Take the line containing "the microphone stand" and all lines after it to the end of the records, and output them exactly.

====== Input records

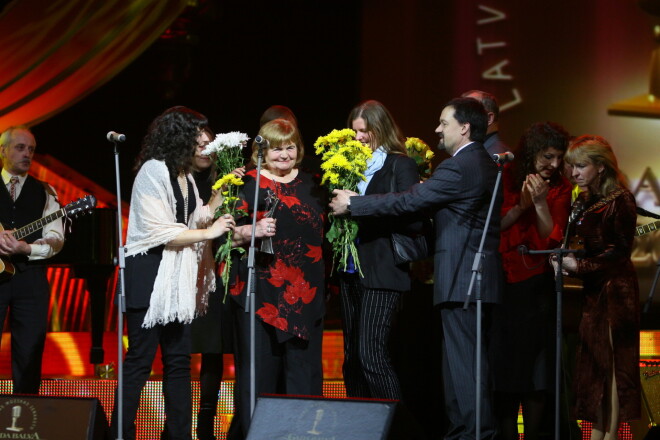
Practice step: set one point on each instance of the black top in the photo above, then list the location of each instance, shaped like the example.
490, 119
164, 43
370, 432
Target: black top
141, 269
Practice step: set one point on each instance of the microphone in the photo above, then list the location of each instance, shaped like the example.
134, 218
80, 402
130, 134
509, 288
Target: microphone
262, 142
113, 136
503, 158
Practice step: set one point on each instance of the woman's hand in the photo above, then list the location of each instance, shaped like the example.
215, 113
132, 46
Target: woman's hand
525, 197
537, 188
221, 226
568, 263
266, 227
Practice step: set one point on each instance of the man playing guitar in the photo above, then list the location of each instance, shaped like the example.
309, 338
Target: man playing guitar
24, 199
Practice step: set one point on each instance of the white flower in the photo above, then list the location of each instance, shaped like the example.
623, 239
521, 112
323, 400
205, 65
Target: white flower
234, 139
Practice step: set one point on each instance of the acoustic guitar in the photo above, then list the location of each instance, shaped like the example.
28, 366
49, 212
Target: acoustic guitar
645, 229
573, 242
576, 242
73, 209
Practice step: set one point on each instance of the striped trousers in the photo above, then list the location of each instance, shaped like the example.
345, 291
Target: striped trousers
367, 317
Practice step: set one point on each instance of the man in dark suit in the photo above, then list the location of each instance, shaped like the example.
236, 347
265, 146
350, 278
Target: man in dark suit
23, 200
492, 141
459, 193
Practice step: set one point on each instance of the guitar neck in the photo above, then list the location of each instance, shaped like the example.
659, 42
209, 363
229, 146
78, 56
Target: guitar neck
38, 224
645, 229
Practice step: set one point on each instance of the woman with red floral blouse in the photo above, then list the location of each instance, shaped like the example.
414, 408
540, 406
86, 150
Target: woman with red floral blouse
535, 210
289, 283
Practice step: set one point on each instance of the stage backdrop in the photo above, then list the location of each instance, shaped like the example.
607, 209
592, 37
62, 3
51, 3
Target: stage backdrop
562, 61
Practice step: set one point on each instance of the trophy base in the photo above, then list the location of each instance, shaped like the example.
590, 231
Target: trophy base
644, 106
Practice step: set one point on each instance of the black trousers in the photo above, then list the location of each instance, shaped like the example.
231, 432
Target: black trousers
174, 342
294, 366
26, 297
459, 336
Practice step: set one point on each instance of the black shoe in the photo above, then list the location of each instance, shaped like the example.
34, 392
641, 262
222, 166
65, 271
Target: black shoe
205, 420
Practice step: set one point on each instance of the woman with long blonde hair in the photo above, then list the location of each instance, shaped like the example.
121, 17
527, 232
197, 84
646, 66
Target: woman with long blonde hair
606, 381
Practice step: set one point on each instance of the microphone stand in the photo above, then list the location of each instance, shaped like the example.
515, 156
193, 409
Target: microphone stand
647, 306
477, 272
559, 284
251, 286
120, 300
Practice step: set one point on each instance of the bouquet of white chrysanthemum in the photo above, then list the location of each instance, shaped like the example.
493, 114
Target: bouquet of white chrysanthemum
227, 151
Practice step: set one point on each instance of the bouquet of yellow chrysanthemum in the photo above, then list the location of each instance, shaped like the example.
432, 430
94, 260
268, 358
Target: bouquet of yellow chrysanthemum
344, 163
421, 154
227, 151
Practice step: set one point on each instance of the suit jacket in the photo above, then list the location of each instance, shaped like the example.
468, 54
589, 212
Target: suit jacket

============

- [Solution to this exercise]:
Practice step: set one point on each instance of the microphone stand in the photo above, then list the location of each instance, shaped like the example.
515, 156
193, 409
Target: microphone stand
647, 306
477, 272
559, 284
251, 286
120, 300
Practice step: set one point on each instance of the bouquet of white chrysanthemum in the photo above, then list the location of each instance, shaped like the example.
493, 114
Target: bouquet of white chrysanthemum
227, 151
Practice step: set one point on each instance of the bouquet of yellow chrysanthemum in the photo above, then list the location of each instance, shaped like the example.
432, 430
94, 260
268, 358
Target: bouquet of yellow chrysanthemum
344, 163
421, 154
227, 151
Practice step: set one point on each instance of the suit jacket in the photo above, then list the location of each instance, shaped like the example.
468, 54
589, 212
Target: suit jacket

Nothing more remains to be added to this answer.